__抜粋文__
= = = = = = =

ステップS100では、制御部40は、側方カメラ80を制御して、吸着ノズル71に吸着されている部品Pを側方から撮像させ、撮像結果としての画像(以下、側方画像)を側方カメラ80から取得する。ステップS100は「撮像工程」の一例に該当する。また、以下のステップS110~S160は、撮像により得られた画像に基づいて部品Pの傾きを検出する「傾き検出工程」の一例に該当する。
【0027】
ステップS110では、制御部40は、ステップS100で取得した側方画像から部品Pの下縁のエッジ点を複数検出する。この場合、制御部40は、側方画像を画像処理して、例えば輝度情報により判別した部品Pの領域の下縁にあたるエッジ画素を、水平方向に沿って一定間隔D(図6参照)で検出する。エッジ画素をエッジ点とも呼ぶ。
ステップS120では、制御部40は、ステップS110で検出した複数のエッジ点のうちZ方向の位置が最も小さい画素(最も下方の位置にある画素)を、最下端点Zpとして検出する。
【0028】
ステップS130では、制御部40は、最下端点Zpを基準としたときに右側に位置するエッジ点の群と左側に位置するエッジ点の群とのうち、エッジ点の数が多い方の群を、部品Pの下縁のエッジ点群として特定する。当該エッジ点群には最下端点Zpを含める。ここで言う左右は、図1に示す部品実装機10に関する左右ではなく、側方画像の左右である。ただし、側方画像の上下と、図1,2で示す上下とは一致しているものとする。側方画像内の部品Pは、概略矩形状であり、その一つの長辺が下縁となる。このようにしてエッジ点群を特定することで、部品Pの側面の一辺を下縁と誤認識することを回避することができる。
【0029】
ステップS130で特定したエッジ点群を、以下では単に、エッジ点群と呼ぶ。ステップS140では、制御部40は、エッジ点群に含まれる各エッジ点の位置を近似した近似直線を算出する。近似直線の算出方法は様々であるが、制御部40は、例えば最小二乗法を用いて近似直線を求める。

= = = = = = =

__提供資料__
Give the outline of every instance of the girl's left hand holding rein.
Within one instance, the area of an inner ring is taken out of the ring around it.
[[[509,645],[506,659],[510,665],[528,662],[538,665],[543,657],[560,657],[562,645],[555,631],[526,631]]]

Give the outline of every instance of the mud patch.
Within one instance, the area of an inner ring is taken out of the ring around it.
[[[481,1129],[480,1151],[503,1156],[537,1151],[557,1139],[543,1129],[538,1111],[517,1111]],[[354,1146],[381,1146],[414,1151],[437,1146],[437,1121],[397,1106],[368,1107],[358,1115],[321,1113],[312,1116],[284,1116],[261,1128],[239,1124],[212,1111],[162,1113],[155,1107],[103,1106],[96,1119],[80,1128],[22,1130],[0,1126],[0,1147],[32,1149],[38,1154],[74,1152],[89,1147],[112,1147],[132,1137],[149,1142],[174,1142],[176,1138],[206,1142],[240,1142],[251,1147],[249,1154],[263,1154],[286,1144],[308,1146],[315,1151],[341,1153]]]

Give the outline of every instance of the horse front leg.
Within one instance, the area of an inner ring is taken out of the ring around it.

= = = = = = =

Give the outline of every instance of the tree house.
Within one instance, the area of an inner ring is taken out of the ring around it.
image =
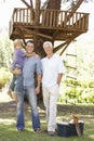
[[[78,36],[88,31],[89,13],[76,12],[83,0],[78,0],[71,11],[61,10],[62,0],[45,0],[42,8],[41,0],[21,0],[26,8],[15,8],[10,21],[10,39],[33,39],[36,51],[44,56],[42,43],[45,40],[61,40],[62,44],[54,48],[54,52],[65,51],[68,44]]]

= = = = = = =

__取り組む作業__
1 > 抜粋文によると、ステップS140で近似直線を求める際に、制御部40が用いる方法の例は何ですか。
2 > 抜粋文にある「エッジ画素をエッジ点とも呼ぶ。」という一文を英語に翻訳してください。
3 > 抜粋文のうち、「ステップS100では、制御部」から「検出工程」の一例に該当する。」までの部分を、両端の語句も含めて改変せずに返してください。
資料と抜粋文の間には何の関係もありません。

__解答一覧__
1 > 最小二乗法です。

2 > Edge pixels are also called edge points.

3 >
ステップS100では、制御部40は、側方カメラ80を制御して、吸着ノズル71に吸着されている部品Pを側方から撮像させ、撮像結果としての画像(以下、側方画像)を側方カメラ80から取得する。ステップS100は「撮像工程」の一例に該当する。また、以下のステップS110~S160は、撮像により得られた画像に基づいて部品Pの傾きを検出する「傾き検出工程」の一例に該当する。